Task goal :: Please reproduce verbatim the lines of the items that begin with the line containing "Q: In the photo above, mark the dessert" and end with the line containing "x=550, y=363", including both of those lines, and nothing else.

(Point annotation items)

____________________

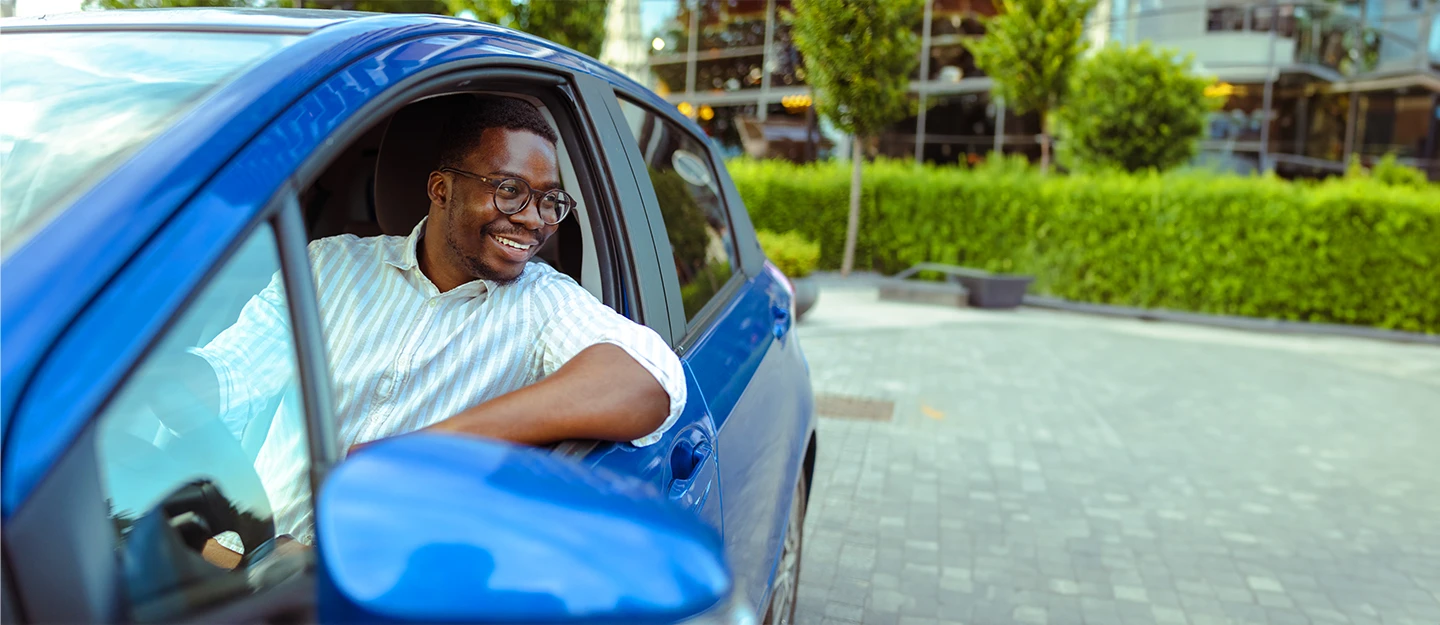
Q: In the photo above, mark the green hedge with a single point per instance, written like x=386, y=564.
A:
x=1339, y=251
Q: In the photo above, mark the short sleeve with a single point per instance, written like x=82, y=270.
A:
x=578, y=320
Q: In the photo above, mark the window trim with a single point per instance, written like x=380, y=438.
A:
x=274, y=215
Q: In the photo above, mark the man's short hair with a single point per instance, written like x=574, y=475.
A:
x=471, y=118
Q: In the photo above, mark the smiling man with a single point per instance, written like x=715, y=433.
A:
x=450, y=329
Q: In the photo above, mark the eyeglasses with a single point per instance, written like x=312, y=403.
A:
x=513, y=195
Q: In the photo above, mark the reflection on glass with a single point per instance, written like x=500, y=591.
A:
x=1434, y=42
x=1394, y=124
x=786, y=65
x=952, y=62
x=1398, y=42
x=690, y=205
x=729, y=74
x=725, y=127
x=208, y=481
x=670, y=78
x=74, y=102
x=732, y=23
x=664, y=26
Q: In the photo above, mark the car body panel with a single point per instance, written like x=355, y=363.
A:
x=752, y=378
x=59, y=252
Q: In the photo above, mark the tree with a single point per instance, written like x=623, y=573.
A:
x=573, y=23
x=1028, y=51
x=1134, y=108
x=858, y=56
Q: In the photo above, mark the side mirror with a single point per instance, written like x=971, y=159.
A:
x=448, y=529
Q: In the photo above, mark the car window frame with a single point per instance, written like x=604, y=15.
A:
x=81, y=458
x=569, y=97
x=691, y=329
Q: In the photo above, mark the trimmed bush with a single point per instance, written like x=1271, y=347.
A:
x=791, y=252
x=1338, y=251
x=1134, y=108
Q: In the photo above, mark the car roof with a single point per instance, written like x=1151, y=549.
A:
x=294, y=20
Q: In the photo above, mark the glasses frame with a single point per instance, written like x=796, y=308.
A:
x=494, y=198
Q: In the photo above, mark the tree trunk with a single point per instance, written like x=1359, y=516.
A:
x=1044, y=143
x=853, y=228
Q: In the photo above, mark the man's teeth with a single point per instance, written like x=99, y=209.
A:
x=511, y=242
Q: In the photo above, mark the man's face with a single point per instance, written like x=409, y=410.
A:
x=483, y=241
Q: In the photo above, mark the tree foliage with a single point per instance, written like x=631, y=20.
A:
x=1134, y=108
x=858, y=56
x=378, y=6
x=1030, y=51
x=573, y=23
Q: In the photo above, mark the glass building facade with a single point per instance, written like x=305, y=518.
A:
x=1348, y=78
x=732, y=65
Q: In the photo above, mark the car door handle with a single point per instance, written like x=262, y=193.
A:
x=686, y=462
x=782, y=320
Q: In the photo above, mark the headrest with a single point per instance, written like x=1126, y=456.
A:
x=409, y=151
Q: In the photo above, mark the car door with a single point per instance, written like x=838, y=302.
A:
x=732, y=321
x=121, y=529
x=310, y=136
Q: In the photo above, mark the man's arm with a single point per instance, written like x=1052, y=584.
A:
x=601, y=393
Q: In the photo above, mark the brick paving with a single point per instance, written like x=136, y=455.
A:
x=1050, y=468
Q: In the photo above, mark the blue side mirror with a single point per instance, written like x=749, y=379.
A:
x=450, y=529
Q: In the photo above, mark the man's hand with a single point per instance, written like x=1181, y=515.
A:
x=601, y=393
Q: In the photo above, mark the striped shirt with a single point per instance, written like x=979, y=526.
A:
x=405, y=356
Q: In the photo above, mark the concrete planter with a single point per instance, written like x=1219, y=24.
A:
x=995, y=290
x=984, y=290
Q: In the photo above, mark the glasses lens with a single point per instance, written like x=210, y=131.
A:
x=555, y=206
x=511, y=193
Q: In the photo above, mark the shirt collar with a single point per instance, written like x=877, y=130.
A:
x=402, y=257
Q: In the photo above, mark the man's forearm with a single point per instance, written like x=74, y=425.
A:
x=601, y=393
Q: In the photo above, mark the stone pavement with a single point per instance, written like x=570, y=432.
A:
x=1056, y=468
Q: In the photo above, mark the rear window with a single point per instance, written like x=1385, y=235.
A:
x=74, y=104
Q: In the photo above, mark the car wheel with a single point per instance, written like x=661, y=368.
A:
x=788, y=575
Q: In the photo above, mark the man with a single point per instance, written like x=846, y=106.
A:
x=451, y=329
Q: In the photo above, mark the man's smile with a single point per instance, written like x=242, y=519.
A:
x=511, y=242
x=513, y=249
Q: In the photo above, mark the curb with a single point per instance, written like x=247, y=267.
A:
x=871, y=280
x=1233, y=323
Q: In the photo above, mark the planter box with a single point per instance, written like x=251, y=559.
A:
x=985, y=290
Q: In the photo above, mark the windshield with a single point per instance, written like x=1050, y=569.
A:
x=72, y=104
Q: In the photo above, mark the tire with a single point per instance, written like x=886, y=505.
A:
x=785, y=588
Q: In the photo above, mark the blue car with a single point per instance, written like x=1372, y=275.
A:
x=160, y=167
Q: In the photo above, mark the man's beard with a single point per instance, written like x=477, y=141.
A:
x=477, y=267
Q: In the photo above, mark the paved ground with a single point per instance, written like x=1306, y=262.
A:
x=1056, y=468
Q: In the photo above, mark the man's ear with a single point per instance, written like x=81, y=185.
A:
x=438, y=189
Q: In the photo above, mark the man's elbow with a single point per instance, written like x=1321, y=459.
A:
x=651, y=412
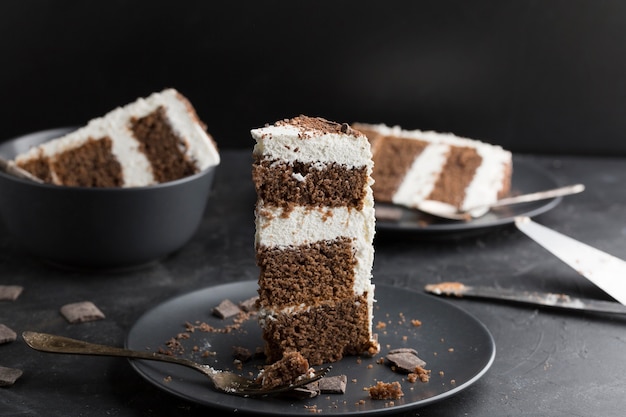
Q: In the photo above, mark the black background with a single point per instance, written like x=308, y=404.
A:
x=543, y=76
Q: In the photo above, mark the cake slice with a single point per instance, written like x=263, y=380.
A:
x=152, y=140
x=412, y=165
x=314, y=239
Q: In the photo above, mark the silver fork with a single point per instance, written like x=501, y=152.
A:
x=223, y=381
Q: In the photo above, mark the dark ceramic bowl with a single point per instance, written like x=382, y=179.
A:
x=105, y=228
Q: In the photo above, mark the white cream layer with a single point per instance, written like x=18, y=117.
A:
x=116, y=125
x=290, y=144
x=421, y=178
x=305, y=226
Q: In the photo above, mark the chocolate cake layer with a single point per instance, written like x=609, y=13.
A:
x=306, y=274
x=284, y=185
x=457, y=173
x=163, y=148
x=392, y=161
x=90, y=165
x=39, y=167
x=321, y=334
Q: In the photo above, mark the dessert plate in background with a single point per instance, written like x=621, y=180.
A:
x=527, y=178
x=457, y=348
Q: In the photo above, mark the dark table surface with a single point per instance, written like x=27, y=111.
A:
x=550, y=363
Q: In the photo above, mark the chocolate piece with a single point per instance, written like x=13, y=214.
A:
x=226, y=309
x=8, y=376
x=81, y=312
x=249, y=304
x=10, y=292
x=405, y=359
x=241, y=353
x=333, y=384
x=6, y=335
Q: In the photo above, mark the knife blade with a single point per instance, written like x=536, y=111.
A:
x=604, y=270
x=457, y=289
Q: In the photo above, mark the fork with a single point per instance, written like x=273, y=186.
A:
x=224, y=381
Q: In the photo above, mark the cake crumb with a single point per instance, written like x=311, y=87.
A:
x=241, y=353
x=80, y=312
x=226, y=309
x=385, y=391
x=10, y=292
x=6, y=334
x=284, y=371
x=333, y=384
x=8, y=376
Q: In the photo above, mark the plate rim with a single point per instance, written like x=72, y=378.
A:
x=137, y=364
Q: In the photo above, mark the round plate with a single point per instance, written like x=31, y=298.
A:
x=457, y=348
x=527, y=178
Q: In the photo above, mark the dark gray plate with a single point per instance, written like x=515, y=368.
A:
x=527, y=178
x=457, y=347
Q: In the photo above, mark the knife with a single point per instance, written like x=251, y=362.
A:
x=457, y=289
x=604, y=270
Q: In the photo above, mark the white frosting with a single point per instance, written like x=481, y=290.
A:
x=305, y=225
x=116, y=125
x=420, y=180
x=421, y=177
x=286, y=143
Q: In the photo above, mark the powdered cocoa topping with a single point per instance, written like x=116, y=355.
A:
x=314, y=126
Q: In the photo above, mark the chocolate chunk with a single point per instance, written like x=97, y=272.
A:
x=333, y=384
x=6, y=335
x=81, y=312
x=8, y=376
x=10, y=292
x=405, y=359
x=226, y=309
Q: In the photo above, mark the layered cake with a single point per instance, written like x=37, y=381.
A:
x=412, y=165
x=314, y=239
x=152, y=140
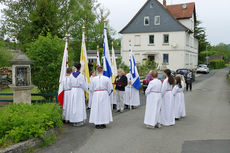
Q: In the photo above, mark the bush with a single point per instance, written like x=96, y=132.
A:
x=5, y=56
x=146, y=67
x=19, y=122
x=217, y=64
x=46, y=54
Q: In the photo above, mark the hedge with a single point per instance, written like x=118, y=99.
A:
x=20, y=122
x=217, y=64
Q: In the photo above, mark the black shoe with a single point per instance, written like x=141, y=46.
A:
x=103, y=126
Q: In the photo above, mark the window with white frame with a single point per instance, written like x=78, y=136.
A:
x=137, y=40
x=166, y=39
x=157, y=20
x=166, y=58
x=146, y=21
x=151, y=39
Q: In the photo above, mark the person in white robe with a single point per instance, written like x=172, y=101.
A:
x=131, y=97
x=183, y=108
x=67, y=86
x=101, y=113
x=92, y=75
x=178, y=97
x=78, y=107
x=167, y=107
x=153, y=102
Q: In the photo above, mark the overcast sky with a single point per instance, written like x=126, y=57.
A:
x=215, y=15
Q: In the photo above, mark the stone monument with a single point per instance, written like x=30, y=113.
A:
x=21, y=78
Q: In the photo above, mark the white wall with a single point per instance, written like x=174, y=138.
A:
x=180, y=45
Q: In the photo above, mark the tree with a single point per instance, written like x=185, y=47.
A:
x=46, y=53
x=200, y=34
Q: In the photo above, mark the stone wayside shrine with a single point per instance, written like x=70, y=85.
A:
x=21, y=79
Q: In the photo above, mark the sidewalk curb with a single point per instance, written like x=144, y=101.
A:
x=28, y=145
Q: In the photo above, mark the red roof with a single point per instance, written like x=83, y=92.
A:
x=182, y=13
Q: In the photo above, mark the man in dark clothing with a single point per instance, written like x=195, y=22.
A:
x=121, y=82
x=188, y=78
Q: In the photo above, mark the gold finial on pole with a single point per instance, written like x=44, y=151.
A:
x=83, y=28
x=67, y=37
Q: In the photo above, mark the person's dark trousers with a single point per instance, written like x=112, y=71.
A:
x=188, y=85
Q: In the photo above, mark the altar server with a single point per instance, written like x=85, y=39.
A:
x=153, y=102
x=92, y=75
x=178, y=97
x=167, y=108
x=131, y=97
x=78, y=108
x=67, y=86
x=101, y=113
x=120, y=82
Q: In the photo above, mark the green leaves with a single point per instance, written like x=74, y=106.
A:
x=46, y=54
x=20, y=122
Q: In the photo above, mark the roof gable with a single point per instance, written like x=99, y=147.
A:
x=167, y=21
x=182, y=13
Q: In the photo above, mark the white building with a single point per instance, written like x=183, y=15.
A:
x=163, y=33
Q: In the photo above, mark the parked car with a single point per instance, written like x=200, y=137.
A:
x=202, y=68
x=145, y=81
x=185, y=71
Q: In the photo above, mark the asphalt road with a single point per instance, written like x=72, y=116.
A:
x=206, y=129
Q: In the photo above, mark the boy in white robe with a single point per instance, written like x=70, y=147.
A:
x=78, y=108
x=167, y=107
x=101, y=113
x=178, y=97
x=67, y=86
x=92, y=75
x=153, y=102
x=131, y=98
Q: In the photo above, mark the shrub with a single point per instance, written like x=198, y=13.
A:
x=217, y=64
x=46, y=54
x=5, y=56
x=19, y=122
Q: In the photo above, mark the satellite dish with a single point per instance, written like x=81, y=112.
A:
x=173, y=44
x=184, y=6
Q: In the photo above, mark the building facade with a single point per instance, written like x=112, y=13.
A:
x=163, y=33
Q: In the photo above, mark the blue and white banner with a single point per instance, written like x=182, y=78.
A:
x=135, y=79
x=107, y=60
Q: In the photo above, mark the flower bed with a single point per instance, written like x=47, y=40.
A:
x=20, y=122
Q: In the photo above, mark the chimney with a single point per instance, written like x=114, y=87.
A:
x=164, y=3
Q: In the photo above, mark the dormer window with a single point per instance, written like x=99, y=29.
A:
x=157, y=20
x=146, y=21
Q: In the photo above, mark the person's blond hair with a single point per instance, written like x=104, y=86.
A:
x=122, y=71
x=154, y=74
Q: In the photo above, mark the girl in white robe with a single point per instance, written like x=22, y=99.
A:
x=153, y=102
x=178, y=97
x=167, y=108
x=78, y=108
x=93, y=74
x=132, y=98
x=101, y=113
x=67, y=86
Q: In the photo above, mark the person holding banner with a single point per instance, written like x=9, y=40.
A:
x=101, y=113
x=92, y=75
x=67, y=86
x=129, y=100
x=153, y=102
x=120, y=82
x=79, y=86
x=168, y=103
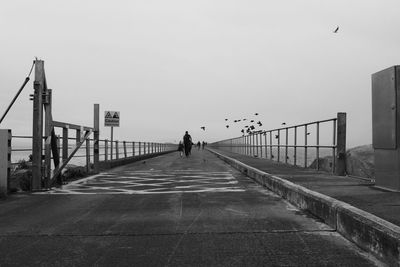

____________________

Answer to the task ::
Q: In the photo above, mark the dessert plate in background with a single point per instance, written like x=621, y=180.
A:
x=527, y=178
x=457, y=348
Q: In the photo above, mark the dark table surface with a single point per instance, written like x=27, y=111.
A:
x=550, y=363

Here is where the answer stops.